■ **DATA TO PROCESS**
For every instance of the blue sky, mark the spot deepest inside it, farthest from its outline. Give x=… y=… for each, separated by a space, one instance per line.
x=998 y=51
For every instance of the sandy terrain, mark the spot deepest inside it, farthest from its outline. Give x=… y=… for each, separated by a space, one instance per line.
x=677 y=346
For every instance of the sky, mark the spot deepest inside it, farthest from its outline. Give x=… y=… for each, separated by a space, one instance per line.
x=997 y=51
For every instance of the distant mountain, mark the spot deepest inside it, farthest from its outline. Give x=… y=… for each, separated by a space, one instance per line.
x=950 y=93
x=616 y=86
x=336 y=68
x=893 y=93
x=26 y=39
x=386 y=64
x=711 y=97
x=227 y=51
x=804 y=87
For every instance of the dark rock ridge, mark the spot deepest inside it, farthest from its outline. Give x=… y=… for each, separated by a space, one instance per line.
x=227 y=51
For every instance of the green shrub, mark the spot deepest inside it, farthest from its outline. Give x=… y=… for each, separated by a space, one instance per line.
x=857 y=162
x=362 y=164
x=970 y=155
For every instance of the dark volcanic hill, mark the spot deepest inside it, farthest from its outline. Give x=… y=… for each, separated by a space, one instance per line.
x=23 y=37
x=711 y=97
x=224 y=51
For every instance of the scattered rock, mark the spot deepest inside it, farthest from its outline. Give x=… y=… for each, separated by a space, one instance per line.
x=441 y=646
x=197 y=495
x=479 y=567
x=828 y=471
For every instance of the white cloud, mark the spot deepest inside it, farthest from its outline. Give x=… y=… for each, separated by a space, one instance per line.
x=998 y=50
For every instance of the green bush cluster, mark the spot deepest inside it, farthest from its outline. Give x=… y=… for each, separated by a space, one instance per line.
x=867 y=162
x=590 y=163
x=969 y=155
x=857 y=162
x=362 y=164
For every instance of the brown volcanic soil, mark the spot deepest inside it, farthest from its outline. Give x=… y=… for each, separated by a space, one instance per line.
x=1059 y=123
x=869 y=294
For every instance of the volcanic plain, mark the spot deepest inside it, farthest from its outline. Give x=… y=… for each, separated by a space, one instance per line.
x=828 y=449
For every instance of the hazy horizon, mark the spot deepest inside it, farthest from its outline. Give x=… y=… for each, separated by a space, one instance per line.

■ **DO THIS**
Give every line of the records above as a Markdown table with two columns, Row for a running number and Text for the line itself. Leave out blank lines.

■ **SOLUTION FOR THIS EXERCISE**
| Row | Text |
|---|---|
| 1 | For every instance of the blue sky, mark the spot deepest inside it, farthest from its outline. Give x=… y=… for each, separated by a space, one instance per line. |
| 2 | x=998 y=51 |
| 3 | For every instance of the sandy terrain, mark the spot deepest inside it, farthest from its outline. Give x=… y=… for each, separated by a space, one instance per line. |
| 4 | x=677 y=346 |
| 5 | For every instance of the sky, mark the spot deepest inside it, farthest from its outline. Give x=… y=… for each, separated by a space, one instance per line. |
| 6 | x=997 y=51 |
| 7 | For every instance of the distant mountain, mark the spot deepest inside it, farthest from its outline. Give x=… y=… for each, separated by a space, one instance per line. |
| 8 | x=950 y=93 |
| 9 | x=616 y=86 |
| 10 | x=336 y=68 |
| 11 | x=893 y=93 |
| 12 | x=26 y=39 |
| 13 | x=386 y=64 |
| 14 | x=711 y=97 |
| 15 | x=227 y=51 |
| 16 | x=804 y=87 |
| 17 | For every instance of the dark rock ridge, mark the spot deepest inside it, farthest from its outline. Give x=… y=… for each, separated by a space, one instance per line. |
| 18 | x=227 y=51 |
| 19 | For every instance of the green shrub, mark the spot deepest inside it, farthest from its outline. Give x=… y=… for each, separated by a space, one instance per line. |
| 20 | x=857 y=162 |
| 21 | x=362 y=164 |
| 22 | x=970 y=155 |
| 23 | For every instance of the dark volcanic hill, mark the spot deepest inside it, farthest from its outline. Give x=… y=… for each, separated by a space, one instance per line. |
| 24 | x=23 y=37 |
| 25 | x=711 y=97 |
| 26 | x=224 y=51 |
| 27 | For every instance of the scattered rock, mark the spot deepest inside it, farthest from its outline. Give x=… y=… for each, separated by a space, one instance per line. |
| 28 | x=441 y=646 |
| 29 | x=197 y=495 |
| 30 | x=479 y=567 |
| 31 | x=828 y=471 |
| 32 | For every instance of the white cloud, mark the spot deepest inside it, farthest from its outline. Give x=… y=… for each, separated by a space, one instance per line. |
| 33 | x=998 y=50 |
| 34 | For every instance of the green bush cluster, mark the spot deepest inside it, farthest from its outline. Give x=… y=… for each, separated by a space, one instance per line. |
| 35 | x=867 y=162 |
| 36 | x=590 y=163 |
| 37 | x=969 y=155 |
| 38 | x=857 y=162 |
| 39 | x=362 y=164 |
| 40 | For every instance of the brown volcanic soil, mark the spot deepest inside it, farthest from its outline. Give x=… y=… for each, separated by a space, one instance per line. |
| 41 | x=1059 y=123 |
| 42 | x=869 y=294 |
| 43 | For every instance of the volcanic plain, mark the spot deepest inside it, farthest from its outline. Give x=… y=… for each, separated by a space, one instance per line. |
| 44 | x=828 y=449 |
| 45 | For every instance of the hazy horizon, mark the spot deepest inside it, farthest from its outline. Give x=… y=… for each, separated by a space, one instance per line. |